Natural-language object grounding data:
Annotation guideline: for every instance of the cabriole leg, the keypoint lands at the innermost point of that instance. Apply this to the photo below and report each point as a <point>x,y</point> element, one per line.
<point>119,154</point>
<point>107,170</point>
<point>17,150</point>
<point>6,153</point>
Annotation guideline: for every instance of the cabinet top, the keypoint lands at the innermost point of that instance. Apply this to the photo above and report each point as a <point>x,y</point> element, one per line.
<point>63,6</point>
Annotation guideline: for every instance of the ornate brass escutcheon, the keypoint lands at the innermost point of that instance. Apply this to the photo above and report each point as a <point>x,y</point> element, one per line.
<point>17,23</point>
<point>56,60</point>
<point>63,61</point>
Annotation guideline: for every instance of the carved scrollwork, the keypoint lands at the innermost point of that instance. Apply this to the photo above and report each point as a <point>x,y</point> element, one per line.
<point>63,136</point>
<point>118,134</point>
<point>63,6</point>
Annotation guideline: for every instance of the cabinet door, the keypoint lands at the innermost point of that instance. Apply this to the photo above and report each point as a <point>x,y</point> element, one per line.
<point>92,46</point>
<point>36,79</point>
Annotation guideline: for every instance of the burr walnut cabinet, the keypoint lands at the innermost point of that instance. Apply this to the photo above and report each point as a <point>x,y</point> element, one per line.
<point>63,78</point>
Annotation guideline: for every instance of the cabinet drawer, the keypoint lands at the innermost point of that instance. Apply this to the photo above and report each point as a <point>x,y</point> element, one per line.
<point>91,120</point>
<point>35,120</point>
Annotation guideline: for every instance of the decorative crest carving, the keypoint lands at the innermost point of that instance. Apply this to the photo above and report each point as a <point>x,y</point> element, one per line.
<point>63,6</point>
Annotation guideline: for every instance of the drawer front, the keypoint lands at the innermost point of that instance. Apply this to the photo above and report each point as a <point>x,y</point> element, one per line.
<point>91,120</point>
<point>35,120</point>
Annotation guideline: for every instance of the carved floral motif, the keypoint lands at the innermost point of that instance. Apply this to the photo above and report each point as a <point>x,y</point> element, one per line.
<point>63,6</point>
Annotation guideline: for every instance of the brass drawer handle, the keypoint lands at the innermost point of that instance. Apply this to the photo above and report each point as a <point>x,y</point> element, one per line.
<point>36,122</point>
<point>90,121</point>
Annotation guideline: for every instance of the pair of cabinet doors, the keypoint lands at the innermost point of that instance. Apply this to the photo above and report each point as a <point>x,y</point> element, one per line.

_Problem requirements:_
The lines from the one holding "cabinet drawer, the" to the end of the entries are to be repeated exactly, with both ends included and nothing else.

_Worked solution:_
Annotation guideline: for every instance of the cabinet drawer, the keypoint lands at the innermost point of that instance. Apply this to the photo above and report each point as a <point>x,y</point> element, one per line.
<point>91,120</point>
<point>35,120</point>
Annotation guideline: for every instance of the decorative crest carving, the keypoint lands at the innermost point of that instance. Apply this to the photo above and report each point as a <point>x,y</point> element, one per line.
<point>63,6</point>
Annotation guideline: for every instance of the drawer front, the keypoint lands at the innermost point of that instance. Apply this to the photo above and report each point as a <point>x,y</point> element, one per line.
<point>91,120</point>
<point>35,120</point>
Annotation guideline: for every instance of the carved floral motif, the keypoint lands at the innermost point of that instance. Apply this to the photo above and report each point as a <point>x,y</point> element, one per line.
<point>63,6</point>
Annotation guideline: for every instance of the brass drawer handle, the keypoint lands at the innermost point of that instance. Apply this to the photo above and report each point as a <point>x,y</point> element, one per line.
<point>36,122</point>
<point>90,121</point>
Annotation guideline: for every instance of the pair of cabinet doors, the keypoint lands at the innermost point of that instance. Apply this to the photo above and report each point as a <point>x,y</point> element, one per line.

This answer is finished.